**Text shown:**
-*-*-
Once the Romans had destroyed Carthage, they rebuilt it and made it the administrative center of their North African empire for centuries. So you have three Carthages: "Punic" Carthage, which pre-dates Rome's conquest; "Roman" Carthage, roughly 146 B.C. -- 500 A.D. and then "Byzantine" Carthage, that which survived for a few centuries after the Roman Empire fell. "To Carthage then I came," is one of St. Augustine's most famous lines from his Confessions, circa 400 A.D., and T.S. Eliot echoed it in The Waste Land 1,600 years later.

The Romans destroyed Carthage. More recently,
weeds, litterbugs and graffiti-sprayers have had their shot at
it.
I wasn't going to miss this. Jason and I hopped on the train.

When we got there, I was appalled. Carthage is a cultural treasure to Tunisia -- a link to its ancient past. You would think that such a "cultural treasure" would be well-preserved.
-*-*-
**Problem a:** Tally the lines of the records that contain the string "hand", treating uppercase and lowercase as different, and give only the number.
The records are unrelated to the Carthage passage.

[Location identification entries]
-*-*-
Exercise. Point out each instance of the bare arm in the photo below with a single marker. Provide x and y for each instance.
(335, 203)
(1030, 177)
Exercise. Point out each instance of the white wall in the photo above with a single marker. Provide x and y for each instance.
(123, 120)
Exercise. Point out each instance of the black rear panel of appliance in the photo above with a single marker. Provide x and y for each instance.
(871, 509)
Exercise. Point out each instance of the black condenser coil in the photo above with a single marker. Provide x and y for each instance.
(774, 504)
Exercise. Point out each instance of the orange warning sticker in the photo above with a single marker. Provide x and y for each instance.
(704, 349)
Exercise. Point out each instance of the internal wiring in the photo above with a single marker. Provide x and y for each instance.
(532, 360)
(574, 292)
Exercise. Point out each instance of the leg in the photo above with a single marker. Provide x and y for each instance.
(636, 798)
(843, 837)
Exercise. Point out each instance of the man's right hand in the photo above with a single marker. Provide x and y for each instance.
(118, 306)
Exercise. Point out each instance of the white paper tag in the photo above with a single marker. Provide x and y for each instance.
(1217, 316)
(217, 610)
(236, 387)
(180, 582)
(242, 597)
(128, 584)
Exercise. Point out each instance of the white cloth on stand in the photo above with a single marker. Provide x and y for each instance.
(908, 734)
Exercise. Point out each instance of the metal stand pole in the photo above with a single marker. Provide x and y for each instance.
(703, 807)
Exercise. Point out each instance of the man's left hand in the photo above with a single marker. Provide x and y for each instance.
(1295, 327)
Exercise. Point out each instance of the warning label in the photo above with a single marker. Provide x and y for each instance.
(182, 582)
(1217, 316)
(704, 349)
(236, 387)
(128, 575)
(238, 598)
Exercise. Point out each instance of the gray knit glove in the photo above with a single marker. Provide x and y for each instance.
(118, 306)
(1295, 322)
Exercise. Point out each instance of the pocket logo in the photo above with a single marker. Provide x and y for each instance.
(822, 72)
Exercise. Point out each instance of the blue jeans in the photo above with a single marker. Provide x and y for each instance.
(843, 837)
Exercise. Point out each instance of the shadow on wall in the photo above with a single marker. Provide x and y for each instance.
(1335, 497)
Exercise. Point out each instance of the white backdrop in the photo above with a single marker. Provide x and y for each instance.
-*-*-
**Problem b:** Write the next part of the Carthage travel account, picking up right after its final sentence.

**Task output a:** 2

**Task output b:**
Well, it isn't. It's been allowed to go completely to seed. Yes, there is a museum there, atop Mount Byrsa, where a few Carthaginians made their "last stand" against the Romans in 146 B.C. But by and large the ruins of ancient Carthage are in miserable condition. The Antonine Thermal Baths (second century A.D.) are a central tourist attraction. There is an archaeological "park" on the site. But the site is a complete mess. Overgrown with weeds, strewn with trash, covered with graffiti...you would think that a country with such a high unemployment rate as Tunisia would at least hire somebody to come in and pull the weeds. But no; at the Antonine Thermal Baths the only official presences are the ticket-takers, the guy guarding the toilet, and the usual guys with machine guns, guarding the presidential palace when they aren't talking on their cellphones.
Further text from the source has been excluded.